SELECTED PASSAGE.
#####

Managing AD Innovations, Challenges, Care Strategies at SDPA
At the SDPA’s 22nd Annual Fall Dermatology Conference, Matthew Zirwas, MD, spoke to attendees about atopic dermatitis, itch, and contact dermatitis.
His first lecture was called “Managing Atopic Dermatitis: Innovations, Challenges, and Care Strategies.” The goal of the lecture was for attendees to leave understanding how atopic dermatitis research has dramatically changed over the last five years.
Dr. Zirwas started the lecture discussing the pathophysiology of itch and how there is not an easily available treatment for just itch.
“Itch is a unique sensation,” Dr. Zirwas said. “It is a specific thing with specific neurons. It is not some type of pain.”
He finds the most interesting thing about itch is that when you scratch it, it’s an “intensely pleasurable sensation.”
“Whenever they put people in an MRI brain scanner, functional MRI, and give them an itch and let them scratch it, it is indistinguishable from giving them cocaine,” Dr. Zirwas said.

#####

PARTS OF THE EXERCISE.
A. Which three topics does the article on the SDPA dermatology conference say Matthew Zirwas, MD, spoke to attendees about?
B. Write the next part of the article on Dr. Zirwas's SDPA atopic dermatitis lecture, picking up after its final sentence.

Phrase grounding data:
#####

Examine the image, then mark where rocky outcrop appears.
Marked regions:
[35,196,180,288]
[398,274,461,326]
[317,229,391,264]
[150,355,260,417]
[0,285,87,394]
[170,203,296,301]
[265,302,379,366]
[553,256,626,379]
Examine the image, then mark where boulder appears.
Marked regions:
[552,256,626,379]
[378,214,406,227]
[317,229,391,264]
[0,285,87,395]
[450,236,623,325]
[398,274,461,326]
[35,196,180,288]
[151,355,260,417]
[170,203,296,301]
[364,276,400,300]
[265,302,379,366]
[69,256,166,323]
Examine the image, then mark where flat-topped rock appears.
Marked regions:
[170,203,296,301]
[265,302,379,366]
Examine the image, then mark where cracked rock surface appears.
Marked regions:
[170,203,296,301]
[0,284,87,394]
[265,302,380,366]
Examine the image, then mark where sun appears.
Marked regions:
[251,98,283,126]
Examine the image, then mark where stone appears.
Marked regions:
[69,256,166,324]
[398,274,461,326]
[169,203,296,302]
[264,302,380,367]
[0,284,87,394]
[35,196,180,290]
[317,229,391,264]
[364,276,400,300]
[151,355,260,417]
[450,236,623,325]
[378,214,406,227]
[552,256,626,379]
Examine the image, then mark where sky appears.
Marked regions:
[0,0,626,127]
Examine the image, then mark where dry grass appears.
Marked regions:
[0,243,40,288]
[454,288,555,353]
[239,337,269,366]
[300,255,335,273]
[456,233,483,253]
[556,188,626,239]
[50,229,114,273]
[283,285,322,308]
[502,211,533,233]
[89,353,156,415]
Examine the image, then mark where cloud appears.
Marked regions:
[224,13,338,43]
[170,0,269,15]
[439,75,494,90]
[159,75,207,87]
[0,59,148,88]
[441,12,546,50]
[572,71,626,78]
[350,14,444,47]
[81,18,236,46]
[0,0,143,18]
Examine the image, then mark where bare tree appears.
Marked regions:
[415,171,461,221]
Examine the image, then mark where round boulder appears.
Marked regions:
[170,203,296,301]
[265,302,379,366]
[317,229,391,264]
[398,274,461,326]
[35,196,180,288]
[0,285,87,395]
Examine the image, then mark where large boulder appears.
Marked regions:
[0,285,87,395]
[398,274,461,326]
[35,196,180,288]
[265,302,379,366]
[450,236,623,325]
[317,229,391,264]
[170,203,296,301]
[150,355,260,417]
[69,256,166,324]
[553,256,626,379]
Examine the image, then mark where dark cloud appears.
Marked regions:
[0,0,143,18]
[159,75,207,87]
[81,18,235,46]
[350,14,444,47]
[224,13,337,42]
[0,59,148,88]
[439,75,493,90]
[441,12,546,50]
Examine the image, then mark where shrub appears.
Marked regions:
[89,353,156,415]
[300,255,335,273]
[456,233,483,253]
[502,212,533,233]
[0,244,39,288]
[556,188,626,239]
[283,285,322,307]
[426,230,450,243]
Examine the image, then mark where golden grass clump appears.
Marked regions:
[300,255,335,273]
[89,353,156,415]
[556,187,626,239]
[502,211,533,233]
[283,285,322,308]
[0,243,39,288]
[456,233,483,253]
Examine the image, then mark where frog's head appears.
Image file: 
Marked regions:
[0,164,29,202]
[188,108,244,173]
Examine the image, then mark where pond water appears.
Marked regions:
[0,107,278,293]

#####

RESPONSES BY ITEM NUMBER.
A. Atopic dermatitis, itch, and contact dermatitis.

B.
Lecturing on the skin conditions surrounding itch is something Dr. Zirwas is passionate about. The fact that for nearly 7 years there have been great treatment options available but 2 million out of the 2.5 million people suffering from moderate-to-severe atopic dermatitis are not on advanced systemic therapy treatments leaves him examining where providers are going wrong.
He broke down the two theories behind this.
“One of the theories is therapeutic inertia, which is basically saying that we as dermatology providers are too dumb to be able to figure out who's suffering enough that they need an advanced systemic therapy,” Dr. Zirwas told Practical Dermatology. “Or maybe we're not too dumb, but we just don't care enough. That, to me, is a ridiculous answer, and I am stunned on a regular basis that people are pushing this as the reason.”
The second theory, which he said has “really good” supporting data, is that providers are “terrible at making the diagnosis.”
“In fact, the data now confirms we are misdiagnosing two-out-of-three people with atopic dermatitis,” Dr. Zirwas said.
He credits the reasoning behind misdiagnosing to outdated diagnostic criteria. The Hanifin and Rajka criteria, he said, “are just dead wrong, and now we have the data to back this up.”
“The data has now shown that the majority of people with adult atopic dermatitis do not have it flex early, and the majority of them do not have atopic comorbidities,” Dr. Zirwas said. “Those diagnostic criteria should be thrown out whenever we’re talking about adults.”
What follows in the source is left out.